:: Document extract ::

Chemokine receptor inhibitors for prevention of cancer metastasis

CXCR-1 N-terminal peptide bound to IL-8

CXCR-1 N-terminal peptide bound to IL-8

In our October 31, 2013 blog article, we discussed recent structural studies of the chemokine receptors CCR5 and CXCR4. We discussed the implications of these studies for the treatment of HIV/AIDS, especially using the CCR5 inhibitor maraviroc (Pfizer’s Selzentry/Celsentri). As discussed in the article, researchers are utilizing the structural studies of CCR5 and CXCR4 to develop improved HIV entry inhibitors that target these chemokine receptors.

Meanwhile, other researchers have been studying the role of chemokine receptors in cancer biology, and the potential use of chemokine receptor antagonists in cancer treatment.

CCR5 antagonists as potential treatments for metastatic breast cancer

One group of researchers, led by Richard G. Pestell, M.D., Ph.D. (Thomas Jefferson University, Philadelphia, PA) has been studying expression of CCR5 and its ligand CCL5 (also known as RANTES) and their role in breast cancer biology and pathogenesis. Their report of this study was published in the August 1, 2012 issue of Cancer Research.

These researchers first studied the combined expression of CCL5 and CCR5 in various subtypes of breast cancer, by analyzing a microarray database of over 2,000 human breast cancer samples. (The database was compiled from 27 independent studies). They found that CCL5/CCR5 expression was preferentially expressed in the basal and HER-2 positive subpopulations of human breast cancer.

Because of the high level of unmet medical need in treatment of basal breast cancer, the authors chose to focus their study on this breast cancer subtype. As the researchers point out, patients with basal breast cancer have increased risk of metastasis and low survival rates. Basal tumors in most cases do not express either androgen receptors, estrogen receptors (ERs), or HER-2. They thus cannot be treated with such standard receptor-targeting breast cancer therapeutics as tamoxifen, aromatase inhibitors, or trastuzumab. The only treatment options are cytotoxic chemotherapy, radiation, and/or surgery. However, these treatments typically results in early relapse and metastasis.

:::
:: Given entries ::

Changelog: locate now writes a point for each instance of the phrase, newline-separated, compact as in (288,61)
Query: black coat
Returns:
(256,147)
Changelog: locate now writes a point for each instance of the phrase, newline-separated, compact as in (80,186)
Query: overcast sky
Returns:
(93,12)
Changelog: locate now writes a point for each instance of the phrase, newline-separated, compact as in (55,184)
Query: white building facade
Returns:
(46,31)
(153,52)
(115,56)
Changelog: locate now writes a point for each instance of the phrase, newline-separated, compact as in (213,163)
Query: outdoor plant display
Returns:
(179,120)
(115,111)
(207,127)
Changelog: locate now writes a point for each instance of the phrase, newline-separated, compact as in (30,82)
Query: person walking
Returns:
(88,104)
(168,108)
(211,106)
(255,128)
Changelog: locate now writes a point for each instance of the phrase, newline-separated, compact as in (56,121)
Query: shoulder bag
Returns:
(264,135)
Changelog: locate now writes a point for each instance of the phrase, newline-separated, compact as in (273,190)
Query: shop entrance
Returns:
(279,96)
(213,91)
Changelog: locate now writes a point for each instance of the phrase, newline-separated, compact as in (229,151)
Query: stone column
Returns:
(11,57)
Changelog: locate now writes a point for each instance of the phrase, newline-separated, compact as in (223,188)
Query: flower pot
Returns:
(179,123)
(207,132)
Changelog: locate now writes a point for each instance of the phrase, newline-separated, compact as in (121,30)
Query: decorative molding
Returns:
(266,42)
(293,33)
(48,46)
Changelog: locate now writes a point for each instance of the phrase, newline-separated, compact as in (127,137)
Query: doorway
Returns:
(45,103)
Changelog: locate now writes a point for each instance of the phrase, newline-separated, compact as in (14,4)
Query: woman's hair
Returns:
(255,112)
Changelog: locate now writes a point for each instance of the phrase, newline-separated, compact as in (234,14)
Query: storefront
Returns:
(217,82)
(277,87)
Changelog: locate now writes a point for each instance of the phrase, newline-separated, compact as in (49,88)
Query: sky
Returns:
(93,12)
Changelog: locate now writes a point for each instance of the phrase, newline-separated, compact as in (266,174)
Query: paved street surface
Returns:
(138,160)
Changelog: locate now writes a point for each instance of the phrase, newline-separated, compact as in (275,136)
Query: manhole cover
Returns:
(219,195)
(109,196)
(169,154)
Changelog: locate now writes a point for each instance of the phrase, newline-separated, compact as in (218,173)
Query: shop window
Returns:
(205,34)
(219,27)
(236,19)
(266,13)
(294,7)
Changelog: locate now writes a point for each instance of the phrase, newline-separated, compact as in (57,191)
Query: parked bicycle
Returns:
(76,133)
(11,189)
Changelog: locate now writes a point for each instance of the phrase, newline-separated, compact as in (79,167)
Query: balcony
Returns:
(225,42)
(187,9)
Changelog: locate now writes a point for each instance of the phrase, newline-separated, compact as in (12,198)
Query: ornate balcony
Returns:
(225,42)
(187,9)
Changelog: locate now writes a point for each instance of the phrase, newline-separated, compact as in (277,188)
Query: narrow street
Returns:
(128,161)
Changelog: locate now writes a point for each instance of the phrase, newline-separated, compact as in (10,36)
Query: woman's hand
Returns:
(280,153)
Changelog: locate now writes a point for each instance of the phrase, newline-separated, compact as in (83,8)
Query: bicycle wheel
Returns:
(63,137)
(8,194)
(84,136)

:::
:: Given entries ::

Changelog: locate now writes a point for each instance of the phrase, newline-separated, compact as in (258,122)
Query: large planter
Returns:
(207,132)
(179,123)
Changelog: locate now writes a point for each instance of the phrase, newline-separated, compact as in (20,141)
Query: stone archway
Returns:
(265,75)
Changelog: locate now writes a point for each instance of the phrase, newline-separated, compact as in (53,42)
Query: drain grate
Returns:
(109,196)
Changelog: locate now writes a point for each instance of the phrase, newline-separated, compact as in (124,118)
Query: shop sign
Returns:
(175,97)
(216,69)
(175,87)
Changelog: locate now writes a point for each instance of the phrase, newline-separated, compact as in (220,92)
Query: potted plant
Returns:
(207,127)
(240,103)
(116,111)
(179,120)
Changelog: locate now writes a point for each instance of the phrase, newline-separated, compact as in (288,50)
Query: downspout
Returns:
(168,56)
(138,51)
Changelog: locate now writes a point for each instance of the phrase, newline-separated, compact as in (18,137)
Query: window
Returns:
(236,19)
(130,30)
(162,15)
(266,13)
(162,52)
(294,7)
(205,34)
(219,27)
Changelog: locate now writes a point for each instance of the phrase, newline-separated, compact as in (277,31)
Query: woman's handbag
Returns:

:::

Exercise set:
A – According to the chemokine receptor article, in which journal issue was the Pestell group's report published?
B – List the standard receptor-targeting breast cancer therapeutics that the chemokine receptor article says cannot be used to treat basal tumors.
C – Pick up the article on chemokine receptor inhibitors in cancer after its final sentence and write the next passage.

Results of the exercise:
A – The August 1, 2012 issue of Cancer Research.

B – Tamoxifen, aromatase inhibitors, trastuzumab

C –
The basal breast cancer subpopulation shows a high degree of overlap with triple-negative (TN) breast cancer. We discussed TN breast cancer, and research aimed at defining subtypes and driver signaling pathways, in our August 2, 2011 article on this blog. In that article, we noted that TN breast cancers include two basal-like subtypes, at least according to one study. Other researchers found that 71% of TN breast cancers are of basal-like subtype, and that 77% of basal-like tumors are TN. A good part of the problem is that there is no accepted definition of basal-like breast cancers, and how best to define such tumors is controversial. However, both the TN and the basal subpopulations are very difficult to treat and have poor prognoses. It is thus crucial to find novel treatment strategies for these subpopulations of breast cancer.

Dr. Pestell and his colleagues therefore investigated the role of CCL5/CCR5 signaling in three human basal breast cancer cell lines that express CCR5. They found that CCL5 promoted intracellular calcium (Ca2+) signaling in these cells. The researchers then determined the effects of CCL5/CCR5 signaling in promoting in vitro cell invasion in a 3-dimensional invasion assay. For this assay, the researchers assessed the ability of cells to move from the bottom well of a Transwell chamber, across a membrane and through a collagen plug, in response to CCL5 as a chemoattractant. The researchers found that CCR5-positive cells, but not CCR5-negative cells, showed CCL5-dependent invasion.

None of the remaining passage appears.